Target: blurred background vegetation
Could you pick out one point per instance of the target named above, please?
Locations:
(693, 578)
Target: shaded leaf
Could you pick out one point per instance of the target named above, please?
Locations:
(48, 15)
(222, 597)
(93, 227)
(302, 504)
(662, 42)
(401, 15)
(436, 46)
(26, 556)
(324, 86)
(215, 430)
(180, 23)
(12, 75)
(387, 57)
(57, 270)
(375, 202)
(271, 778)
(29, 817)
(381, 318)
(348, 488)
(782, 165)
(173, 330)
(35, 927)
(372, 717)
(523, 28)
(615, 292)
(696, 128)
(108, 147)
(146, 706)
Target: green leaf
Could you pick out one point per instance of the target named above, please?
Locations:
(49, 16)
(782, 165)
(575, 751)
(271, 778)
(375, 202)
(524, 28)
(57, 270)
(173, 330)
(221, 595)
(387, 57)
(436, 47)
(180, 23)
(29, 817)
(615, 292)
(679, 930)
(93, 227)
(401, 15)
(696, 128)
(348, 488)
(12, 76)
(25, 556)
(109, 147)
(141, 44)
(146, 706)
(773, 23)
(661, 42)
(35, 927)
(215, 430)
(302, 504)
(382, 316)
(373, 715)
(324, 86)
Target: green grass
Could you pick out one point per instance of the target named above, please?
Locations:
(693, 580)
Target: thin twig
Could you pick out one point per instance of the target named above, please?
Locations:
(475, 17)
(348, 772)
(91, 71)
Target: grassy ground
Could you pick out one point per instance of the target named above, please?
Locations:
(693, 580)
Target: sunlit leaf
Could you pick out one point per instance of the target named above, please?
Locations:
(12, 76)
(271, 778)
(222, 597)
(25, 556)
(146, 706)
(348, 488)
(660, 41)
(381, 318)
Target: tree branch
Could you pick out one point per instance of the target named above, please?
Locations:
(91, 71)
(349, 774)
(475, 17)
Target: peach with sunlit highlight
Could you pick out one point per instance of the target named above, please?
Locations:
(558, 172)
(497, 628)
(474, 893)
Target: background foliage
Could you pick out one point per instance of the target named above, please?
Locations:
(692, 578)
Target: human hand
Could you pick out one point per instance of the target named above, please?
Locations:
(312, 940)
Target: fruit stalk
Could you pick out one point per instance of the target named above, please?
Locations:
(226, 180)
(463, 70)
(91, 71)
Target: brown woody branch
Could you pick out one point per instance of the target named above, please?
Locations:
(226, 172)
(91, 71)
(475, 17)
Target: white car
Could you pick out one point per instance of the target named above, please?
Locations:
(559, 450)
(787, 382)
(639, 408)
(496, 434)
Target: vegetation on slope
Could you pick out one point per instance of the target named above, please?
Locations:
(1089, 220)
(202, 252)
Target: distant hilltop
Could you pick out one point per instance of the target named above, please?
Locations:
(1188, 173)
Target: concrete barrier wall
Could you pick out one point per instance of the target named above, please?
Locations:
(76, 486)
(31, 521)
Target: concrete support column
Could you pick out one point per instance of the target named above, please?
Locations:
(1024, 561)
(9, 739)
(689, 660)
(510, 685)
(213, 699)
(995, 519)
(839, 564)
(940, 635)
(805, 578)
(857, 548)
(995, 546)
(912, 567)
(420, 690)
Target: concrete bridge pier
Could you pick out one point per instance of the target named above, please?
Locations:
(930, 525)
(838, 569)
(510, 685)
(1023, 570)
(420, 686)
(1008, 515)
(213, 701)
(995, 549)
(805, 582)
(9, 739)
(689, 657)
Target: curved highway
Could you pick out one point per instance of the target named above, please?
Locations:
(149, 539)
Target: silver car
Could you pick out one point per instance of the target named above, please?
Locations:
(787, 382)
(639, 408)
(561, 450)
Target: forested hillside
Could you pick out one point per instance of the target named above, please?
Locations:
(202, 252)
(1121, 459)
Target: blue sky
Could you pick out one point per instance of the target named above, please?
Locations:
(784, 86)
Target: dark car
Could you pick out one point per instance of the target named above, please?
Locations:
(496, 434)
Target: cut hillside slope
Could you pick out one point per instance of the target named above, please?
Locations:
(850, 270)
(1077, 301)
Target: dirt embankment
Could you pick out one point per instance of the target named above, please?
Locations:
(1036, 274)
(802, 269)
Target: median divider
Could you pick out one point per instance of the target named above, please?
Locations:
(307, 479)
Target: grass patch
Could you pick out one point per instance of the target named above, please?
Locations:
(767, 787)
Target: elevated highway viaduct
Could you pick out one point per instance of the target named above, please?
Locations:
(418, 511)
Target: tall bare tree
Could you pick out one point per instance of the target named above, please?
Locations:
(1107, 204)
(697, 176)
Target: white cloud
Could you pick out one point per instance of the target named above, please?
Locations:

▸ What to do
Each line of the records should be repeated exactly as it stands.

▸ Output below
Target: blurred background vegetation
Could you pick out one point per instance of the target named above, please?
Locations:
(693, 578)
Target: shaded leaf
Could you pick out one point per instance of the target named above, please?
Locations:
(48, 15)
(222, 597)
(93, 227)
(302, 504)
(662, 42)
(401, 15)
(436, 46)
(26, 556)
(324, 86)
(215, 430)
(180, 23)
(12, 75)
(387, 57)
(57, 270)
(375, 202)
(271, 778)
(29, 817)
(381, 318)
(348, 488)
(782, 165)
(173, 330)
(35, 927)
(372, 717)
(523, 28)
(615, 292)
(696, 128)
(108, 147)
(146, 706)
Target: green leaf
Could you pick out one point per instance of the target named above, please?
Locations:
(49, 16)
(782, 165)
(575, 751)
(271, 778)
(375, 202)
(524, 28)
(57, 270)
(173, 330)
(221, 595)
(387, 57)
(436, 47)
(180, 23)
(29, 817)
(615, 292)
(679, 930)
(93, 227)
(401, 15)
(696, 128)
(348, 488)
(12, 76)
(25, 556)
(109, 147)
(141, 44)
(146, 706)
(773, 23)
(661, 42)
(35, 927)
(215, 430)
(302, 504)
(382, 316)
(373, 715)
(324, 86)
Target: green grass
Could you pick out one point per instance of the target named above, please?
Locations:
(693, 580)
Target: thin twig
Could you pick out one point per instance of the target named above, please?
Locations:
(475, 17)
(348, 772)
(91, 71)
Target: grassy ground
Could you pick out one point per instance of the target named above, please?
Locations:
(693, 580)
Target: sunlit leaf
Could you pick out one point per instance of the target named above, please?
Locations:
(12, 76)
(271, 778)
(222, 597)
(25, 556)
(146, 706)
(348, 488)
(660, 41)
(381, 318)
Target: tree branch
Could you pick out one point per instance of the target named above, please?
Locations:
(91, 71)
(349, 774)
(475, 17)
Target: peach with sunlit highlight
Could you pick out one point per instance of the target named above, please?
Locations:
(558, 172)
(497, 628)
(474, 893)
Target: background foliage
Could you pick out one point per instance of the target named above, please?
Locations:
(692, 578)
Target: human hand
Could you pick out one point per instance of the target named above, please?
Locations:
(312, 940)
Target: fruit stalk
Could you pick out one point per instance of the target named above, please?
Locations:
(226, 180)
(463, 70)
(91, 71)
Target: brown woody branch
Could you pick out one point per instance of the target named above, please?
Locations:
(226, 172)
(91, 71)
(475, 17)
Target: white car
Could you pick out one point per instance of the target named above, please?
Locations:
(559, 450)
(787, 382)
(639, 408)
(496, 434)
Target: vegetation on slope
Could you pick out one point per instance of the target named above, please?
Locations:
(1089, 220)
(202, 252)
Target: distant hilltop
Could you pick out one point per instance of the target named above, please?
Locations:
(1188, 173)
Target: concrete barrier wall
Could you pick out one point per instance of the target named above, please?
Locations:
(76, 486)
(31, 521)
Target: concrete support column
Could you pick out one point per instance of the target named above, please?
Locations:
(1024, 561)
(9, 739)
(689, 660)
(510, 685)
(213, 699)
(995, 519)
(839, 564)
(940, 635)
(805, 578)
(857, 548)
(995, 546)
(912, 567)
(420, 690)
Target: concrete bridge pier
Could you pick out one point per instance of the target named above, please?
Locations:
(930, 525)
(838, 569)
(510, 685)
(1023, 570)
(420, 686)
(1008, 515)
(213, 701)
(995, 549)
(805, 582)
(9, 739)
(689, 657)
Target: curved highway
Could you pick out one point per instance of the target named above, please?
Locations:
(149, 539)
Target: silver car
Could you pick out one point per instance of the target named above, please?
Locations:
(787, 382)
(639, 408)
(561, 450)
Target: forested hillside
Could you pick out one point per instance of the target named above, please?
Locations:
(202, 252)
(1121, 459)
Target: blue sky
Could you pick out one point per instance of the target named above, please?
Locations:
(784, 86)
Target: dark car
Could you pick out one point per instance of the target named above, please?
Locations:
(496, 434)
Target: cut hillside slope
Could you pick out one point per instance of the target named above, please?
Locations:
(850, 270)
(1077, 301)
Target: dirt embankment
Could you pick out one point per instance of the target named above, please?
Locations:
(1036, 274)
(802, 269)
Target: median divider
Could you pick out one point per instance of the target named above, please?
Locations:
(307, 479)
Target: grass patch
Could you pick out one point per instance of the target named above, please?
Locations:
(767, 787)
Target: elevated highway viaduct
Could you pick out one point per instance of the target named above, please?
Locations:
(418, 511)
Target: tall bare tree
Could you pick out one point per instance of the target named above, please?
Locations:
(1107, 204)
(697, 176)
Target: white cloud
Could you pick out one point per instance of the target named above, please?
Locations:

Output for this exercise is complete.